*指示内容*
野本に関する下の本文で、野本がブラジルにいる家族と連絡を取る手段は何ですか。

*本文*
日本に来て、メタクラフトで働くようになって、色々と変わったことがある。そのひとつが、“家にいるパパ”になれたことだ。

「俺はすっごく、家族を優先する。写真撮り始めて最初のころは忙しくて、息子のかづきが一番小さい時はあまり家にいなかった。そこからある日『嫌だな』と思って。家にいるパパになりたいと目指したら、そうなれました。ブラジルにいる家族とはたまにスカイプとかしてる。俺が小さいころ日本に住んでた頃、年に数回皆でインターナショナルコール用のカードをコンビニで買って、公衆電話のところへ行って外人の行列に入って電話してたのが懐かしいね。今は可愛い写真をすぐに親父たちに送れるし、家族との距離は縮まってる。俺は写真中毒であり、家族中毒なんだ」

音楽とタトゥー、そして家族を愛し、今日もシャッターを切り続ける野本。その内側に触れれば壊れてしまいそうな脆さを見え隠れさせながらも、愛によって強く生かされている姿の主張は、至極自然だ。暗さと明るさ、静けさと騒がしさ、愛と孤独。対岸にあるようで共存している概念たちを、狭間に立つようにいっぺんに抱え込む野本の懐は、その先が見えないくらいに深い故の、漆黒であった。

*提供情報*
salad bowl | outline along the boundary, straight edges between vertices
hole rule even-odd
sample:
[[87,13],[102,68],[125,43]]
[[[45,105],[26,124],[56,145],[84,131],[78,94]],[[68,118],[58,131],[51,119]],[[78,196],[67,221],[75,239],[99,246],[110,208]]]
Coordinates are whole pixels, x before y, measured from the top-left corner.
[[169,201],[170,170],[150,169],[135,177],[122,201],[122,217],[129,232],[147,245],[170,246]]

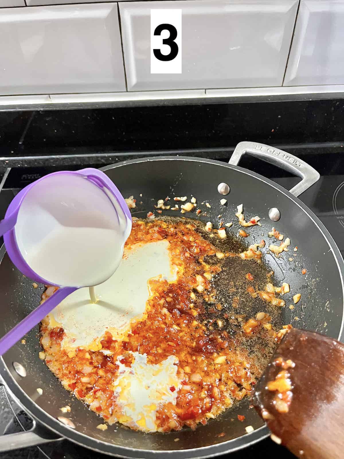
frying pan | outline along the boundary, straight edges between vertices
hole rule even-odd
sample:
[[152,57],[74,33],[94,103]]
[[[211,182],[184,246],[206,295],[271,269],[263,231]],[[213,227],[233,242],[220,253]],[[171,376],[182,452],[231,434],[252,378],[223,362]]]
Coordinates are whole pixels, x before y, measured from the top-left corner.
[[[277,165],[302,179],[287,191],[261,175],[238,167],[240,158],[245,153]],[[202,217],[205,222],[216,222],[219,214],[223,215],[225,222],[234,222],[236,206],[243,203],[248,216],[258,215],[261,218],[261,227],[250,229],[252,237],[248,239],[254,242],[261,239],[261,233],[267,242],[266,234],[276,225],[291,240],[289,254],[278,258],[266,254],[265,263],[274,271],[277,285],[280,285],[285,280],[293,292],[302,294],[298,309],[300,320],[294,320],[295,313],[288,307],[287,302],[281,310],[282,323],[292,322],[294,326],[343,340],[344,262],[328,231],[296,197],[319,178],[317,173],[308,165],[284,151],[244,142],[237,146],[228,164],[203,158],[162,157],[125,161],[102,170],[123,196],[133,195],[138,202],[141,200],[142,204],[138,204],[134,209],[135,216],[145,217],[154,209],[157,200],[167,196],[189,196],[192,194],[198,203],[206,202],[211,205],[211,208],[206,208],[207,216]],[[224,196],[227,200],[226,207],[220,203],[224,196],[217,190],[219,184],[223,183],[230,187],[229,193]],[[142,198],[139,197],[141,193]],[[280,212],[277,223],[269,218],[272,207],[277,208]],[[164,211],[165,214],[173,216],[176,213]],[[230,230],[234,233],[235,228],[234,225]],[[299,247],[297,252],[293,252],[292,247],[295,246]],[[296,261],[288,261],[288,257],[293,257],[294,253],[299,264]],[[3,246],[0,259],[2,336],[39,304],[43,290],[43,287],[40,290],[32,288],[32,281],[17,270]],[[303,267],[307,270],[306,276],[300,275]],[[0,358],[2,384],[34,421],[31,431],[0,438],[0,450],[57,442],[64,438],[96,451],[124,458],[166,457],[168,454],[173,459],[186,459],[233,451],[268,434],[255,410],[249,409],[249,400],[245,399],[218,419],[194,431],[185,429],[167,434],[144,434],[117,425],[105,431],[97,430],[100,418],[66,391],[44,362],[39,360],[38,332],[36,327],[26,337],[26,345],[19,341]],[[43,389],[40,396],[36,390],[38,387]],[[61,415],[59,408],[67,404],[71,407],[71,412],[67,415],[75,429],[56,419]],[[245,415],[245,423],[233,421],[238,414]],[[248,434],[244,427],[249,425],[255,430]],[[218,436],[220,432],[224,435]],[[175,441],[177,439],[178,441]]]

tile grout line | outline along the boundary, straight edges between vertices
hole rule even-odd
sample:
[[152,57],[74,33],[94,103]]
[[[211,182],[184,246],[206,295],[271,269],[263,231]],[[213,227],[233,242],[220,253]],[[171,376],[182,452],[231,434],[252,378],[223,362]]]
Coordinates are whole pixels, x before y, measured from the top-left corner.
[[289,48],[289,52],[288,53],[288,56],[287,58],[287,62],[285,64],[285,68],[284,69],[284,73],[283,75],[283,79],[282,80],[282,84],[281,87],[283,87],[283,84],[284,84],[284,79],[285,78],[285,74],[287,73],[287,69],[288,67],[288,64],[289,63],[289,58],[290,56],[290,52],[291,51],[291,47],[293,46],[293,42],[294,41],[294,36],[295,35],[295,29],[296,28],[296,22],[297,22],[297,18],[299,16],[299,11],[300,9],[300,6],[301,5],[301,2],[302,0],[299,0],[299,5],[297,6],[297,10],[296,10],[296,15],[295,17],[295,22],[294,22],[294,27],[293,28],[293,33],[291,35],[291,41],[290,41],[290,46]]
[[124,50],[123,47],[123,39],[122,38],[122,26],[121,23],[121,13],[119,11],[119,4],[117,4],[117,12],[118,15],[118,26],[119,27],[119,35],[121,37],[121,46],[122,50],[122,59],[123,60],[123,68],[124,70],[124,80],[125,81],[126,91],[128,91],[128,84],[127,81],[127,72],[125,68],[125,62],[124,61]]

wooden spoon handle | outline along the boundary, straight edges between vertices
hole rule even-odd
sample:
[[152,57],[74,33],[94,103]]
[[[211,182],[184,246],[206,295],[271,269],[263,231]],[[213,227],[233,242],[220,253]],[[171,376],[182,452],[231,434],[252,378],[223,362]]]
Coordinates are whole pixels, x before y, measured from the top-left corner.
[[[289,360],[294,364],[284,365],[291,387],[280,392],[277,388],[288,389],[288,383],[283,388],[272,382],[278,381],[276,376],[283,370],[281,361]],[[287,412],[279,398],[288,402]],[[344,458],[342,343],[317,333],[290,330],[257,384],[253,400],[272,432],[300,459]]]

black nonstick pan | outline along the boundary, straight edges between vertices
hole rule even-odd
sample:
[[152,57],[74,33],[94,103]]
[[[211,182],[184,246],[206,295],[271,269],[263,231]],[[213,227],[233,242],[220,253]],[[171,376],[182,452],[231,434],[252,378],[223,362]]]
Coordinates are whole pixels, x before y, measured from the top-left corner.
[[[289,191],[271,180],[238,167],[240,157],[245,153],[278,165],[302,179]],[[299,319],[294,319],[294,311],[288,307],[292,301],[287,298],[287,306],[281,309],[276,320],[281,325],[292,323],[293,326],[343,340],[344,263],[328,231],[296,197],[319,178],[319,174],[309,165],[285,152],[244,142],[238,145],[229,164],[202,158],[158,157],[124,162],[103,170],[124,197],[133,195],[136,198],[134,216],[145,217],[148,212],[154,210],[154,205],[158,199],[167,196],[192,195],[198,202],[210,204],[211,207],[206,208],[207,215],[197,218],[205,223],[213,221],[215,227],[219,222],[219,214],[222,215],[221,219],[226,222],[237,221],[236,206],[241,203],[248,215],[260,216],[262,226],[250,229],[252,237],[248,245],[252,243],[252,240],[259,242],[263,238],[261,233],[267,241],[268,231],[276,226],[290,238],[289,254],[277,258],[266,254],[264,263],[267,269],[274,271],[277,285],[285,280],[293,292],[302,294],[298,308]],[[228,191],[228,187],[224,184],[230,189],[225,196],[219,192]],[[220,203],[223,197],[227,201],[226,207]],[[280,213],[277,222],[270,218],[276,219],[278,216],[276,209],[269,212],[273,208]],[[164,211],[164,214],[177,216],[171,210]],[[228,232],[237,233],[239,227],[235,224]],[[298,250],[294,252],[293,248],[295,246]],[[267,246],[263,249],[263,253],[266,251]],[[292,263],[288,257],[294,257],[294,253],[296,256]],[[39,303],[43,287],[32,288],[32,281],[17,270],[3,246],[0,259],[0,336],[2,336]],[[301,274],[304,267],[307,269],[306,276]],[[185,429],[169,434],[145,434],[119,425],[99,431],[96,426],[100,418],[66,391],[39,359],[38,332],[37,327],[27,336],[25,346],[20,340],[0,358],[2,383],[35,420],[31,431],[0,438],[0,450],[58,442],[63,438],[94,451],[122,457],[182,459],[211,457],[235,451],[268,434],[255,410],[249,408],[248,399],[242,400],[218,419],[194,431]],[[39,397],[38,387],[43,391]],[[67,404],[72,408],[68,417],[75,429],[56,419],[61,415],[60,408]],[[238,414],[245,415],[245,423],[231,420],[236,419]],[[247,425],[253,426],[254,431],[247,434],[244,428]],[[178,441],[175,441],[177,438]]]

*回答*
たまにスカイプなどで連絡を取っています。